=== INFORMATION SHOWN ===

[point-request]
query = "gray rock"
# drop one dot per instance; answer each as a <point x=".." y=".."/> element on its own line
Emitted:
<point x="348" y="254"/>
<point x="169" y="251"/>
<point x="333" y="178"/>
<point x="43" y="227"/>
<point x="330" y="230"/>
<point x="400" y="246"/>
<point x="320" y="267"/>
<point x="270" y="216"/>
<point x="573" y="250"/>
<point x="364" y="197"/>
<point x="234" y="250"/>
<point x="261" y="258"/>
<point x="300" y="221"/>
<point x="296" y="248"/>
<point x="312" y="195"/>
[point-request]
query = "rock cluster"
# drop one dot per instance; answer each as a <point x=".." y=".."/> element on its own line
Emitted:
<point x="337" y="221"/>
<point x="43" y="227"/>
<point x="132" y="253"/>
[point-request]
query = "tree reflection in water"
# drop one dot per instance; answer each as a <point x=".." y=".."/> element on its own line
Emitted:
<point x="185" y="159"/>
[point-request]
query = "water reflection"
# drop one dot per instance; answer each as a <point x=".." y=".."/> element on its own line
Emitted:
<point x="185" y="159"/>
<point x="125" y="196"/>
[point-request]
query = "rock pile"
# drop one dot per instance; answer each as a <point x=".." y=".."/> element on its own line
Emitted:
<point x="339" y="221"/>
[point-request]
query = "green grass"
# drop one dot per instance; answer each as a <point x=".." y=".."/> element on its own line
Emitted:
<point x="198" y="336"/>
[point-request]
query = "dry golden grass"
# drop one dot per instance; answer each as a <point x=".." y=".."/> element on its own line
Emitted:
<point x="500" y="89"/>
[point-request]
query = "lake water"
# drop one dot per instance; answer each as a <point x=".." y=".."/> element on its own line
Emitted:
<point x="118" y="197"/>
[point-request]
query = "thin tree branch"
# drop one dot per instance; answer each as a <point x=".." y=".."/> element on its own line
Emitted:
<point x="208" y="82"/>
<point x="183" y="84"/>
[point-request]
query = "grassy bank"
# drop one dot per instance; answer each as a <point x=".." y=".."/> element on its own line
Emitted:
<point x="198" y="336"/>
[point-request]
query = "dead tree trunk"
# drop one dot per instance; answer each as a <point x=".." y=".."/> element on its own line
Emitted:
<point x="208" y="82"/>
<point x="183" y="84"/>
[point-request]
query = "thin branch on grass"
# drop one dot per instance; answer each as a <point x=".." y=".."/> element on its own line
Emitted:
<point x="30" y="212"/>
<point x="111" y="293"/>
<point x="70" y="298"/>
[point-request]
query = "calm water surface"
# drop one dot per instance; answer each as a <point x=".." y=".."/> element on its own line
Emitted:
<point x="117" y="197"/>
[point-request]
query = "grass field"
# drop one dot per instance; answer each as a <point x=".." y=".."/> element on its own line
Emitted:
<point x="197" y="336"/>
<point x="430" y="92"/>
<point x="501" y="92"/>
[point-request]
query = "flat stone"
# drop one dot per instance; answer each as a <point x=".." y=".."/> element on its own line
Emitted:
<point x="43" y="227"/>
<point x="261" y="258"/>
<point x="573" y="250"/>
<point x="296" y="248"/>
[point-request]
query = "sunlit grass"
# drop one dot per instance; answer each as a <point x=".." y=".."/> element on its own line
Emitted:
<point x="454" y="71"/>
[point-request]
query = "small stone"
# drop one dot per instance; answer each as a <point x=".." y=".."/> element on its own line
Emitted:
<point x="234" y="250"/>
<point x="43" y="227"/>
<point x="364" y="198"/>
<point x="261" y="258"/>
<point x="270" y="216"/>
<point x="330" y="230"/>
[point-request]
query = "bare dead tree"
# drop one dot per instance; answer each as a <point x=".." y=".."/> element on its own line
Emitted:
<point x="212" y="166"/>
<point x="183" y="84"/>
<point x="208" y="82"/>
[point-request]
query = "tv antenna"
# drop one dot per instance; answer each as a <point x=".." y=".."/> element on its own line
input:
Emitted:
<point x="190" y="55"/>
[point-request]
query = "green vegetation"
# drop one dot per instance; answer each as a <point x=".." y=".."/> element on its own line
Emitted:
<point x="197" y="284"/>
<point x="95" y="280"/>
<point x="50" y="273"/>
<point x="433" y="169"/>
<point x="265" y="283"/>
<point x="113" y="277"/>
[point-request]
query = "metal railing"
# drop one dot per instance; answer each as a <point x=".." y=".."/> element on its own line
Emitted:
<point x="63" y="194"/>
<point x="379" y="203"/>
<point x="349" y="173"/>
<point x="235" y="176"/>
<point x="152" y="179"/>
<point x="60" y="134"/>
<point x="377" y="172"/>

=== WHAT IS REQUIRED ===
Extract every line of the listing above that contains the string "tree".

=== SOLUTION ===
query = "tree reflection in water"
query = "thin tree branch"
query = "dead tree trunk"
query = "bare dead tree"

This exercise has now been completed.